TASK ITEM: Two lines in the listing below mark the span: one contains "Task: locate the white smoke" and one contains "Task: locate the white cow". Reproduce both of them and everything between, exactly.

*** Opening of TASK INPUTS ***

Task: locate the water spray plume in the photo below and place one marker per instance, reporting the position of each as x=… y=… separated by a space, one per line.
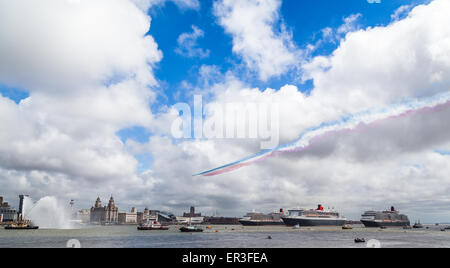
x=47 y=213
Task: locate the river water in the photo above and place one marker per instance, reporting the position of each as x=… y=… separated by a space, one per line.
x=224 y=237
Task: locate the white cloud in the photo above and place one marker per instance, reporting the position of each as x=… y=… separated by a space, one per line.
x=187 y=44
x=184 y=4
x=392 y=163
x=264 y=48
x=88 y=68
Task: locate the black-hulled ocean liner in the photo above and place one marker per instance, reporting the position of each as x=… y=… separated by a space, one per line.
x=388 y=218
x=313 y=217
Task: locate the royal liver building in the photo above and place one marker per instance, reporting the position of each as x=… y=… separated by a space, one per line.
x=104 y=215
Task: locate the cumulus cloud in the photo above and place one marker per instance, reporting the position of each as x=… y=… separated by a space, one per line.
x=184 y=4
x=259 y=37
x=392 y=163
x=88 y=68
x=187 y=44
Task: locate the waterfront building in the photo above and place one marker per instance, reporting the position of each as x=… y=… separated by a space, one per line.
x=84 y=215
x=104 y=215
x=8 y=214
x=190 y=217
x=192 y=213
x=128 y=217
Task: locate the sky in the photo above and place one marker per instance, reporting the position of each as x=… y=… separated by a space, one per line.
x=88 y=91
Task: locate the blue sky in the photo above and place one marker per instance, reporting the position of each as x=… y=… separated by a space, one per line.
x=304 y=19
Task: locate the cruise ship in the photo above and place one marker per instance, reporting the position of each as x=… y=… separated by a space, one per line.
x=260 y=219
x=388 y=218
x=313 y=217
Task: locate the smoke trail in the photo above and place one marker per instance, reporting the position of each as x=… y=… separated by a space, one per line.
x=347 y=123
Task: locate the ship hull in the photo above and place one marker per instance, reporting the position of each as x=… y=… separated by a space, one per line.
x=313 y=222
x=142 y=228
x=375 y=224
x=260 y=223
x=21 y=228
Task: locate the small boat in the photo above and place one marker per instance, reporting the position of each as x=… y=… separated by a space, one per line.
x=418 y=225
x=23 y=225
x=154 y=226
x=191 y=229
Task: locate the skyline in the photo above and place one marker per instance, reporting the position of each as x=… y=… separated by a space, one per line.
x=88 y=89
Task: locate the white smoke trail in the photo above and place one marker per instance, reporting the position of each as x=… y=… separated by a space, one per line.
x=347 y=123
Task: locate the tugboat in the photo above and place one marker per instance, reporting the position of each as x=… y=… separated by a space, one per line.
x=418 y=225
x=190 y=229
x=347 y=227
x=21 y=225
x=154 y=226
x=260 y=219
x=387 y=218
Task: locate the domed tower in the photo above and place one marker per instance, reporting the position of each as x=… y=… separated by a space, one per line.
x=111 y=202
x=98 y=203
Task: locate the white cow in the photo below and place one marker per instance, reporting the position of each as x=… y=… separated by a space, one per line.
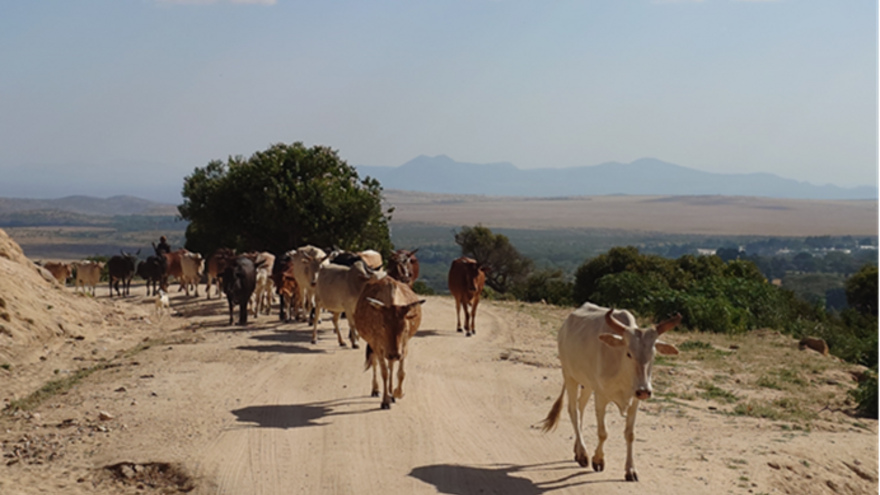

*** Close of TASK INPUTS ***
*** Opening of TASK INPUTS ***

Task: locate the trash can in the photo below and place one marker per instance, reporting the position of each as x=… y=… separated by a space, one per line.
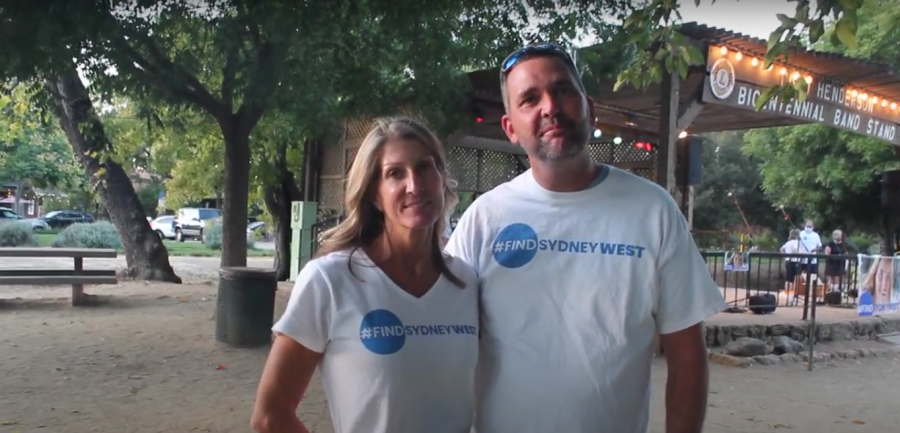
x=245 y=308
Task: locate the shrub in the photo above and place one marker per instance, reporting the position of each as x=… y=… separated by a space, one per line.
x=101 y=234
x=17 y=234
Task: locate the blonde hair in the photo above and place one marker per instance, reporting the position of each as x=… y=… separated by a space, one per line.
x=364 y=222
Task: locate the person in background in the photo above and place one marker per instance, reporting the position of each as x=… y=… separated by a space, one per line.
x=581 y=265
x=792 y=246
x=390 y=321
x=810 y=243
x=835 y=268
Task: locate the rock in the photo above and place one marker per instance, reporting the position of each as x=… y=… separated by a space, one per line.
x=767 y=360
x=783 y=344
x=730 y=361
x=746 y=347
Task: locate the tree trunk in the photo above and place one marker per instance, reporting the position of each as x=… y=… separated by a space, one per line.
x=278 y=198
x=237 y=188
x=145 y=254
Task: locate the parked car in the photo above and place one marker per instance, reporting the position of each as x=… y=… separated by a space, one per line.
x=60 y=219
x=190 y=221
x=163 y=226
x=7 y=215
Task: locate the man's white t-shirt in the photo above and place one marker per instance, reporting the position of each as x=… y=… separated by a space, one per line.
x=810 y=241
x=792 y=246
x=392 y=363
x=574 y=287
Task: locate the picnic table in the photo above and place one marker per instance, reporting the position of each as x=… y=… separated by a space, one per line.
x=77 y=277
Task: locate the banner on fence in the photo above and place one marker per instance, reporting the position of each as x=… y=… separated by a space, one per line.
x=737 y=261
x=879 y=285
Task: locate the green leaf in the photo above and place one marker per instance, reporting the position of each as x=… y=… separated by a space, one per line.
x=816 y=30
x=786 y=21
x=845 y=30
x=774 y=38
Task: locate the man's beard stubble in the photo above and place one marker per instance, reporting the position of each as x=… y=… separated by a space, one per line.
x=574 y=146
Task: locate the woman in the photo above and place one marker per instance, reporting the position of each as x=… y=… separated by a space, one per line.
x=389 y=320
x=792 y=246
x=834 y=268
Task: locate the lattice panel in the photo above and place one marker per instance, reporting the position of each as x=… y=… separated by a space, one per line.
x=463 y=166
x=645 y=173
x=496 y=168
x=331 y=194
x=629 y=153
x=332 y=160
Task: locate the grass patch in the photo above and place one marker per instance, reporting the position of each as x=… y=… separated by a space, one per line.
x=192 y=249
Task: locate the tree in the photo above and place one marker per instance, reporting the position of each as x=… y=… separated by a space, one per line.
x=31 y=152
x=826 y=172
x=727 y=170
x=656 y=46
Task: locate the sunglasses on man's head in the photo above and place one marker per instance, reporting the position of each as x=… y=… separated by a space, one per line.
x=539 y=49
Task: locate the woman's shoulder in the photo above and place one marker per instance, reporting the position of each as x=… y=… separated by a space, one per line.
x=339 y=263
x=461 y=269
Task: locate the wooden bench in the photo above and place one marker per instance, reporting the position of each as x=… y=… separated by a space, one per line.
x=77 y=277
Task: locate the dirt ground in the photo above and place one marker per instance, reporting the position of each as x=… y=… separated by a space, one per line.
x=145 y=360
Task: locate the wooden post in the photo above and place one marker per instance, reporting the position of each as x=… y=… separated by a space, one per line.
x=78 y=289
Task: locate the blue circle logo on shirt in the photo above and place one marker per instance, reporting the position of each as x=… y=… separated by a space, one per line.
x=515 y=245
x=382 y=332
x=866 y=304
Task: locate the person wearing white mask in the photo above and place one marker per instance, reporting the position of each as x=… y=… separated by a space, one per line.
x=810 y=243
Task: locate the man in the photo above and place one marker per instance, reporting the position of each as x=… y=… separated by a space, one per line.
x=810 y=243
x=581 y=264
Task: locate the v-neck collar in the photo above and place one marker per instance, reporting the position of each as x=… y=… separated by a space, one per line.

*** Close of TASK INPUTS ***

OUTPUT:
Task: locate the white smoke trail in the photo above and place one marker per instance, reporting the position of each as x=… y=… separated by a space, one per line.
x=347 y=123
Task: locate the tugboat in the photo above and place one marker per instance, reporting the position of each as x=… y=… separated by a space, one per line.
x=418 y=225
x=190 y=229
x=347 y=227
x=21 y=225
x=154 y=226
x=260 y=219
x=387 y=218
Task: locate the domed tower in the photo above and place one marker per instance, reporting the position of each as x=… y=… separated by a space, one per line.
x=111 y=202
x=98 y=203
Task: locate the white cow in the photo below and place one marker per instance, reporting the position of each as x=… y=… separated by a space, one per line.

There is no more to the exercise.